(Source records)
"""

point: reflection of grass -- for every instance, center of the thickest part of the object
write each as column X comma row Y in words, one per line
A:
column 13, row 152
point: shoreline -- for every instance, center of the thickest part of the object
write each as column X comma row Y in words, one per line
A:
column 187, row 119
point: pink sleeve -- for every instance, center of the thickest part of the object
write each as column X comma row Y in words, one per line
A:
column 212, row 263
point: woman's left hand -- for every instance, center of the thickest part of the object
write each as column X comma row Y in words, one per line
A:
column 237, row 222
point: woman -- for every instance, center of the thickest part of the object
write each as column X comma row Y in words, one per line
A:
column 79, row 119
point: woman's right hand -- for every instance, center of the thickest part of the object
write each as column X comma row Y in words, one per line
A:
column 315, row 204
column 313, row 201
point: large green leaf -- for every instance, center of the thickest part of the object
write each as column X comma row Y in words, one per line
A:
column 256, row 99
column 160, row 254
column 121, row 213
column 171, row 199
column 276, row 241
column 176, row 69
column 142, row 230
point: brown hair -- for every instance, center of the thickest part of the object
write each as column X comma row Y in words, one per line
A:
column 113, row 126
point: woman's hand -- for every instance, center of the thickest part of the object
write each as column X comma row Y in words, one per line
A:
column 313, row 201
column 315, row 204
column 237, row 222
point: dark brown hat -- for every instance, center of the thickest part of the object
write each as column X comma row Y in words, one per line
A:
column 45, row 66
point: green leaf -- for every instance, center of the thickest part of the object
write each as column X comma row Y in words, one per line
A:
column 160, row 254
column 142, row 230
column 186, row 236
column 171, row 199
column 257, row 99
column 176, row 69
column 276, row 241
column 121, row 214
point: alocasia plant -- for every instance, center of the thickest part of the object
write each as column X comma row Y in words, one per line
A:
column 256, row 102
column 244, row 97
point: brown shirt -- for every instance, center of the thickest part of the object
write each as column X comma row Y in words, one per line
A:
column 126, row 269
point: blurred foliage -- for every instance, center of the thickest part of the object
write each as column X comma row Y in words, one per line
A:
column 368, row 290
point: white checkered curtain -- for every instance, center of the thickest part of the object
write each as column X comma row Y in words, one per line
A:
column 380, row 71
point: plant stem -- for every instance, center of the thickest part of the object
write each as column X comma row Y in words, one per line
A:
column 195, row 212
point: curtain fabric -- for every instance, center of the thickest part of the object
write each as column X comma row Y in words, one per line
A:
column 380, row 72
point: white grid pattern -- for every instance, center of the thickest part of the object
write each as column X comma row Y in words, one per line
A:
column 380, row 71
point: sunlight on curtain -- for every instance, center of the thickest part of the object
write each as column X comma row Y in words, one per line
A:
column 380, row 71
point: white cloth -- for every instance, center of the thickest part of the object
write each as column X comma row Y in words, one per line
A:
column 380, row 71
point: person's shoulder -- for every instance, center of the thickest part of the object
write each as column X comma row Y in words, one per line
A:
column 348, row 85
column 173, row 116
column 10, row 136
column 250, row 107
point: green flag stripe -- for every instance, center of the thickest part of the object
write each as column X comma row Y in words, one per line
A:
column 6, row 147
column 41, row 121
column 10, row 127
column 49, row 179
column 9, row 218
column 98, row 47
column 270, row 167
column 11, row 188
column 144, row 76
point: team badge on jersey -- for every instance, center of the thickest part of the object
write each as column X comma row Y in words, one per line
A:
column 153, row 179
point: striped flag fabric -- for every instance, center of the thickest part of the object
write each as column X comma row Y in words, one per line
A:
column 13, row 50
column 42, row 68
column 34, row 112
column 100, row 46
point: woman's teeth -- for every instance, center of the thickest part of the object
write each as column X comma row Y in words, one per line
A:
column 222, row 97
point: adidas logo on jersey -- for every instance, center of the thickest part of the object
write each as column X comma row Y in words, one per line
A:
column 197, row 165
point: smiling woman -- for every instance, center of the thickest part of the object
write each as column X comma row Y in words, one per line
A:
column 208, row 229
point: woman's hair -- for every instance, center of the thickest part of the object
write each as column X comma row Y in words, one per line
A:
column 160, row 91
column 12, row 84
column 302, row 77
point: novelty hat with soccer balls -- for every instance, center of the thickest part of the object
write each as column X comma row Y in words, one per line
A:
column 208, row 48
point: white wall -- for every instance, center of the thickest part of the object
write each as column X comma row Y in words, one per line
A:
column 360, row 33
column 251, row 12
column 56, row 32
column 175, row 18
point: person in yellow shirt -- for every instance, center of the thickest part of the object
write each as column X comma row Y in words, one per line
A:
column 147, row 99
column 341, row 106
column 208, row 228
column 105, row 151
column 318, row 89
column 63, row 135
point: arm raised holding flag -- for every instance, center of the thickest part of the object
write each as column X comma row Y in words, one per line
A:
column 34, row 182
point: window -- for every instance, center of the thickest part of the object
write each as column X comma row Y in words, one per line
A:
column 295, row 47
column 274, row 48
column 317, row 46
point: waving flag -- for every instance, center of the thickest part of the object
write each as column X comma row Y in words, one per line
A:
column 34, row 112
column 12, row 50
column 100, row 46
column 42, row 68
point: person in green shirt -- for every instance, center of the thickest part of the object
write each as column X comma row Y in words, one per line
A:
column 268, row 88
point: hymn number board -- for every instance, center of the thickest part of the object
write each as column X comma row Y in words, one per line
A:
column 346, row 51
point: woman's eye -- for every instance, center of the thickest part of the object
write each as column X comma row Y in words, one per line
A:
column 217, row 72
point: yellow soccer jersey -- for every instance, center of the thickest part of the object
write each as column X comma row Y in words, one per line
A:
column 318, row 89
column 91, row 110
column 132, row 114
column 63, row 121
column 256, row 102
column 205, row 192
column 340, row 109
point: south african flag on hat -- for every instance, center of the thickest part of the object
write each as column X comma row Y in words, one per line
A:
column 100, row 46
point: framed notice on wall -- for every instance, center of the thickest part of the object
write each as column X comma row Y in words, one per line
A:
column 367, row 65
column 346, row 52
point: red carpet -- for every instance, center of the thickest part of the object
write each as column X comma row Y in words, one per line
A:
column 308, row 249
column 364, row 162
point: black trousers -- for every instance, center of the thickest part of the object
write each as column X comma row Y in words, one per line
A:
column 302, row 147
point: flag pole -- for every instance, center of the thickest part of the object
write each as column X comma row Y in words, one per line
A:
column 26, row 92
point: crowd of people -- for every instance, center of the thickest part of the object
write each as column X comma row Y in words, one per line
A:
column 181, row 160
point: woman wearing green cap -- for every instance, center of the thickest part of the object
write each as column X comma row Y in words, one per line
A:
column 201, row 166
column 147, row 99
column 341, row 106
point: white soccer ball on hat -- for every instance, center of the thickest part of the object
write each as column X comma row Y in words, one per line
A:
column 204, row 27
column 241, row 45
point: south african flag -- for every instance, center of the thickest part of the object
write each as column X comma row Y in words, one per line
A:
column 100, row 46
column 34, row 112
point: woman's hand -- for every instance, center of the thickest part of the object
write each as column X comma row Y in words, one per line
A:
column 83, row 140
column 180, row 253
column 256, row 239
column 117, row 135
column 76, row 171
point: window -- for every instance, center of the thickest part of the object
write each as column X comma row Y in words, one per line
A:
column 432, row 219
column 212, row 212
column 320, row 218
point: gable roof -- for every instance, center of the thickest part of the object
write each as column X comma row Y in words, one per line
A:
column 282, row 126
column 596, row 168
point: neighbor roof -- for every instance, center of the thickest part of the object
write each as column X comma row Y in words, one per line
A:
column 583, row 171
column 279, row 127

"""

ASSIGNED TASK
Provide all the records again, word for word.

TASK SOLUTION
point: reflection of grass -- for every instance, center of the thickest part of the object
write each as column X comma row Y in words, one per line
A:
column 13, row 152
point: shoreline -- for every instance, center of the thickest part of the object
write each as column X comma row Y in words, one per line
A:
column 187, row 119
point: pink sleeve -- for every instance, center of the thickest part of the object
write each as column X comma row Y in words, one per line
A:
column 212, row 263
point: woman's left hand -- for every instance, center of the thickest part of the object
write each as column X comma row Y in words, one per line
A:
column 237, row 222
point: woman -- for every instance, center of the thickest part of the object
write each as column X comma row Y in words, one per line
A:
column 79, row 119
point: woman's right hand -- for every instance, center of the thickest part of the object
write each as column X comma row Y in words, one per line
A:
column 315, row 204
column 313, row 201
point: large green leaf -- for every instance, center of the thickest part of the object
write each as column X comma row Y in words, one per line
A:
column 256, row 99
column 160, row 254
column 121, row 213
column 171, row 199
column 276, row 241
column 176, row 69
column 142, row 230
point: brown hair -- for every instance, center of the thickest part of the object
write each as column X comma row Y in words, one per line
A:
column 113, row 126
point: woman's hand -- for every instance, center of the thickest part of the object
write each as column X comma row Y in words, one per line
A:
column 313, row 201
column 315, row 204
column 237, row 222
point: dark brown hat -- for every instance, center of the thickest part of the object
write each as column X comma row Y in words, one per line
A:
column 45, row 66
point: green leaf -- for every instance, center of the thickest part of the object
write each as column X comma row Y in words, one per line
A:
column 160, row 254
column 142, row 230
column 186, row 236
column 171, row 199
column 257, row 99
column 176, row 69
column 276, row 241
column 121, row 214
point: alocasia plant -- for every instance, center of the thickest part of the object
write each as column X comma row Y in words, one per line
A:
column 256, row 102
column 244, row 97
point: brown shirt -- for every instance, center of the thickest part of the object
write each as column X comma row Y in words, one per line
A:
column 126, row 269
point: blurred foliage -- for every instance, center of the thickest part of the object
write each as column X comma row Y in words, one per line
A:
column 368, row 290
point: white checkered curtain -- for every instance, center of the thickest part of the object
write each as column X comma row Y in words, one per line
A:
column 380, row 71
point: plant stem -- for every instance, center of the thickest part of the object
write each as column X comma row Y in words, one per line
A:
column 195, row 212
point: curtain fabric -- for every instance, center of the thickest part of the object
write each as column X comma row Y in words, one per line
A:
column 380, row 72
point: white grid pattern -- for every instance, center of the thickest part of the object
write each as column X comma row Y in words, one per line
A:
column 380, row 71
point: sunlight on curtain -- for every instance, center of the thickest part of the object
write each as column X comma row Y in words, one per line
A:
column 380, row 71
point: white cloth -- for every instance, center of the thickest part of the object
write each as column X comma row Y in words, one per line
A:
column 380, row 71
point: person's shoulder -- for every instance, center of the thickest part of the object
write each as column X comma row Y in words, one per line
A:
column 348, row 85
column 173, row 116
column 10, row 136
column 250, row 107
point: green flag stripe -- for every instance, center of the thickest part of the object
write each as column X comma row Y in words, one per line
A:
column 6, row 147
column 41, row 121
column 10, row 127
column 49, row 179
column 9, row 218
column 98, row 47
column 270, row 167
column 11, row 188
column 144, row 76
point: team badge on jersey -- for every instance, center of the thickest part of the object
write each as column X comma row Y in words, one per line
A:
column 153, row 179
point: striped flag fabric -- for every instance, center of the thickest part of the object
write each as column X comma row Y in words, one per line
A:
column 13, row 50
column 42, row 68
column 34, row 112
column 100, row 46
point: woman's teeth -- for every instance, center of the thickest part of the object
write each as column X comma row Y in words, one per line
A:
column 222, row 97
point: adidas logo on jersey -- for every instance, center of the thickest part of the object
write each as column X comma row Y in words, one per line
A:
column 197, row 165
point: smiling woman -- for every instance, center of the thickest part of the object
write each as column X comma row Y in words, one per line
A:
column 208, row 229
point: woman's hair -- for every instance, center of the thickest part of the object
write each as column X comma row Y in words, one per line
A:
column 160, row 91
column 12, row 84
column 302, row 77
point: novelty hat with soccer balls -- for every instance, center of the thickest part of the object
write each as column X comma row Y in words, one per line
A:
column 208, row 48
point: white wall -- for every instance, center of the thickest part of the object
write each as column X comma row Y in words, one per line
A:
column 360, row 33
column 251, row 12
column 56, row 32
column 175, row 18
point: person in yellow shirt -- for every instance, center of the thickest part of the object
write each as column X comma row Y in words, one per line
A:
column 147, row 99
column 341, row 106
column 208, row 228
column 105, row 151
column 318, row 89
column 63, row 135
point: arm raised holding flag -- for every instance, center of the thickest part of the object
write each as column X comma row Y in words, one per line
A:
column 34, row 182
point: window -- for every instance, center of the thickest part of the object
write each as column X comma row Y in words, one per line
A:
column 295, row 47
column 274, row 48
column 317, row 46
point: waving flag -- for every instance, center of the thickest part of the object
write each as column X comma row Y in words, one per line
A:
column 34, row 112
column 12, row 50
column 100, row 46
column 42, row 68
point: person in green shirt -- for every instance, center of the thickest part of the object
write each as column X comma row Y in words, one per line
A:
column 268, row 88
point: hymn number board -- for every instance, center of the thickest part of the object
write each as column X comma row Y in words, one per line
A:
column 346, row 51
point: woman's eye -- for every instance, center of the thickest part of the object
write each as column X comma row Y in words, one per line
A:
column 217, row 72
point: yellow soccer jersey -- for every instance, center of the thickest part of the object
write each as column X comma row Y in words, one per line
A:
column 318, row 89
column 91, row 110
column 132, row 114
column 63, row 121
column 256, row 102
column 205, row 192
column 340, row 109
point: south african flag on hat -- for every instance, center of the thickest part of the object
write each as column X comma row Y in words, one per line
A:
column 100, row 46
point: framed notice on wall -- for every instance, center of the thickest part of the object
write each as column X comma row Y in words, one per line
A:
column 367, row 65
column 346, row 52
point: red carpet -- for every instance, center of the thickest part of the object
write each as column X comma row Y in words, one per line
A:
column 308, row 249
column 364, row 162
point: black trousers -- for every instance, center of the thickest part of the object
write each as column X comma row Y in words, one per line
A:
column 302, row 147
point: flag pole -- for every instance, center of the thickest part of the object
write each as column X comma row Y in words, one per line
A:
column 26, row 92
point: crowd of people -- for every instance, center of the thickest part of the object
write each as column X comma row Y in words, one per line
A:
column 181, row 160
point: woman wearing green cap -- for every instance, center of the thickest part of the object
write each as column X comma row Y in words, one per line
A:
column 201, row 166
column 147, row 99
column 341, row 106
point: white soccer ball on hat -- for every instance, center of the thickest part of the object
write each as column X comma row Y in words, one per line
A:
column 204, row 27
column 241, row 45
point: south african flag -- for every instance, center of the thickest part of the object
write each as column X comma row Y in words, one per line
A:
column 100, row 46
column 34, row 112
point: woman's hand -- for every instance, center of the thickest part of the object
write each as column X comma row Y in words, one per line
A:
column 83, row 140
column 180, row 253
column 256, row 239
column 117, row 135
column 76, row 171
point: window -- for every instance, center of the thickest part of the object
write each as column X comma row Y in words, one per line
A:
column 432, row 219
column 212, row 212
column 320, row 218
point: gable roof -- for every instance, center of the thickest part of the object
write each as column X comma row Y in words, one per line
A:
column 282, row 126
column 596, row 168
point: neighbor roof -- for every instance, center of the thickest part of the object
write each as column X comma row Y in words, one per line
A:
column 583, row 171
column 279, row 127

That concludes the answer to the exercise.